=== Exercise details ===
Resume the blog text about calling out sick, starting right after its last line.

━━━━━ Extract provided

The most frustrating thing, perhaps, about being home sick is that I am not enjoying not being at work. I had the day off on Tuesday, and I didn't enjoy that either. Therapy, the dentist, the rain, and then I got sick. I am wracked with guilt over calling out sick, I know my department is going to be short-staffed, I know people were counting on me to do things that I'm not there doing, and I am obsessing over whether I could have slogged myself in, whether I was really sick enough to warrant calling out-- after all, what exactly is the threshold, what are the benchmarks for determining if one is sick enough to call out? I felt much worse, at 2:12am when I called out than, frankly, I do now. But could I have known that when I made the decision to call out?

Life was much simpler when I was a child and my mother made the final determination of I was sick enough to stay home from school. Although I sometimes disagreed with her decision, I at least liked that it wasn't me who was making the call. Because I don't always trust myself. And I rarely enjoy myself.

Even when I'm home sick.

Wednesday, April 13, 2011

I Wish (More Than Anything)

━━━━━━━━━━
━━━━━ Stored data

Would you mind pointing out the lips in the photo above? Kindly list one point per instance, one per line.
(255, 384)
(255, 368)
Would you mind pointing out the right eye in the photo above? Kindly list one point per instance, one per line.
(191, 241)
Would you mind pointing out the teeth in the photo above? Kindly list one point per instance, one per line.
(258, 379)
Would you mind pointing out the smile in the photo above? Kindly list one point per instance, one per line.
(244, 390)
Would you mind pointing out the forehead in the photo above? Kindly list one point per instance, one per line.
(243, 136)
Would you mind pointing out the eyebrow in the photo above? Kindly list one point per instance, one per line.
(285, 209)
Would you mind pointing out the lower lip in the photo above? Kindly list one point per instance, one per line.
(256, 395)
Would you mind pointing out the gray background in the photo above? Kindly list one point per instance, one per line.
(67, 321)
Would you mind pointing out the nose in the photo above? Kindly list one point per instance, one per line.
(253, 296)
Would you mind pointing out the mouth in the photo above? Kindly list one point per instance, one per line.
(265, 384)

━━━━━━━━━━

=== Result for this task ===
There's a beautiful play called "Mother Hicks." You should read it-- or see it. Or both.

In the play, one of the characters says, "You can wish in one hand and spit in the other and see which one gets full first."

A co-worker's husband, apparently, advises her to "wish in one hand and shit in the other," to see which one fills up before the other. Fortunately, I don't ever shake her hand.

I'm not big on wishing myself, probably because I've found that it just leaves one hand empty and the other one not fit to present itself in social settings. On my birthday, when I find myself seated behind some magical, sugary confection with its top ablaze in my honor and I close my eyes, truth be told, I typically fake it.

At least my orgasms are real.

Mrs. Apron taught me that, when you find a fallen eyelash on your lover's cheek, that you are supposed to gather it up on your fingertip, present it to your chosen one, ask them to make a wish, and blow the eyelash away. We have been doing this for years, but, usually, when it's time for me to make my wish, nothing comes. I typically close my eyes, furrow my brow, gently if I'm feeling content, forcefully if I'm not, and I'll blow the lash away. More often than not, if a cogent thought pops into my head, I'll think, "Please... please..... please....."

But, most of the time, I don't know what I'm "please"ing for.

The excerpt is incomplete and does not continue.